> _Your instructions_:
Give the lines again exactly, from the one holding "For every instance of the white sleeveless" to the last line of the listing below, both ends included and nothing added.

> _Provided records_:
::::
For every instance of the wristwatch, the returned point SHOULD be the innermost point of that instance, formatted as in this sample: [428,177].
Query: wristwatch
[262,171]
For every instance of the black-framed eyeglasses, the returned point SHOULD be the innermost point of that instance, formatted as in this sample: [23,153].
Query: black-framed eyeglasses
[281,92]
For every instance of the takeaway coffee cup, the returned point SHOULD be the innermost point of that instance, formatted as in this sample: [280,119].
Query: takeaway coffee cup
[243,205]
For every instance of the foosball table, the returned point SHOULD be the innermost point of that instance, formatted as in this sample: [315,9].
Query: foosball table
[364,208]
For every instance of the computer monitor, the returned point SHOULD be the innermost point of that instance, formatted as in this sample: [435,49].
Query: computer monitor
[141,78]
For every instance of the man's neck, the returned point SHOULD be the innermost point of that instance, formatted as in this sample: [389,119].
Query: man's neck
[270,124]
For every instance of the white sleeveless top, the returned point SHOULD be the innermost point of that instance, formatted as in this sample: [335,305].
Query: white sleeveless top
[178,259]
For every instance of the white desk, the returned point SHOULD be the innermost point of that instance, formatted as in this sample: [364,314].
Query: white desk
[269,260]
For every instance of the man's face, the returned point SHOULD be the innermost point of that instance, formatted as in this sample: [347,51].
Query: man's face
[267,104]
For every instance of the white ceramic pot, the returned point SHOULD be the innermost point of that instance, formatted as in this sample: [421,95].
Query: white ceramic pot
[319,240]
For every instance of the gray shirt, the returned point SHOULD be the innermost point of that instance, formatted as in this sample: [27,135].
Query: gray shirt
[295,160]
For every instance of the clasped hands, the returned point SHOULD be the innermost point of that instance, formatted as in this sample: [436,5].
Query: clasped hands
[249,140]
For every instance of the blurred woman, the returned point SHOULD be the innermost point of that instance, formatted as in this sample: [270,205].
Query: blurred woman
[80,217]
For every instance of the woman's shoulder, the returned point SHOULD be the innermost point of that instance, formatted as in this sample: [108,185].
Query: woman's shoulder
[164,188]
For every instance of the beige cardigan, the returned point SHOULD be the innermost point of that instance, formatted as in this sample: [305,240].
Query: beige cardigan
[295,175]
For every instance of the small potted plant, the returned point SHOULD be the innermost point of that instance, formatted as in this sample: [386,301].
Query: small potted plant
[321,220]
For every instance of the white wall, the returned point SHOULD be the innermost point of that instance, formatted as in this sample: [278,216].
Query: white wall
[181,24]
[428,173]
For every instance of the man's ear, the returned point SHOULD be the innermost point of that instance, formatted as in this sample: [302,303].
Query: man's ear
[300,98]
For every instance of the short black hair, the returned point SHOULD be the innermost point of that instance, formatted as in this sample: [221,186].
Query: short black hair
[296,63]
::::
> _Answer to this problem_:
For every instance of the white sleeveless top, the returned point SHOULD be the innermost point of that instance, formatted as in this sample: [335,305].
Query: white sleeveless top
[178,259]
For every instance of the white desk, the returned point SHOULD be the innermost point of that instance, formatted as in this sample: [364,314].
Query: white desk
[269,260]
For every instance of the man's face, the returned point SHOULD be the innermost point of that instance, formatted as in this sample: [347,51].
Query: man's face
[267,104]
For every instance of the white ceramic pot, the returned point SHOULD be the innermost point of that instance, formatted as in this sample: [421,95].
Query: white ceramic pot
[319,240]
For every instance of the gray shirt, the returned point SHOULD be the innermost point of that instance, formatted as in this sample: [27,135].
Query: gray shirt
[295,160]
For every instance of the clasped hands, the returned point SHOULD be the innermost point of that instance, formatted as in this sample: [436,5].
Query: clasped hands
[249,140]
For every instance of the blurred woman, the returned point SHOULD be the innermost point of that instance, formatted as in this sample: [270,205].
Query: blurred woman
[80,217]
For every instance of the woman's shoulder, the returned point SHOULD be the innermost point of that instance, formatted as in this sample: [108,185].
Query: woman's shoulder
[164,188]
For every instance of the beige cardigan, the returned point SHOULD be the innermost point of that instance, formatted as in this sample: [305,240].
Query: beige cardigan
[295,175]
For every instance of the small potted plant, the returned point SHOULD be the innermost point of that instance, formatted as in this sample: [386,301].
Query: small potted plant
[321,220]
For every instance of the white wall, the returned point SHOULD be the innermost point of that instance, formatted as in this sample: [278,216].
Query: white wall
[181,24]
[428,173]
For every instance of the man's ear, the returned point SHOULD be the innermost point of that instance, formatted as in this sample: [302,303].
Query: man's ear
[300,98]
For every instance of the short black hair, the returned point SHOULD be the innermost point of that instance, formatted as in this sample: [221,186].
Query: short black hair
[296,63]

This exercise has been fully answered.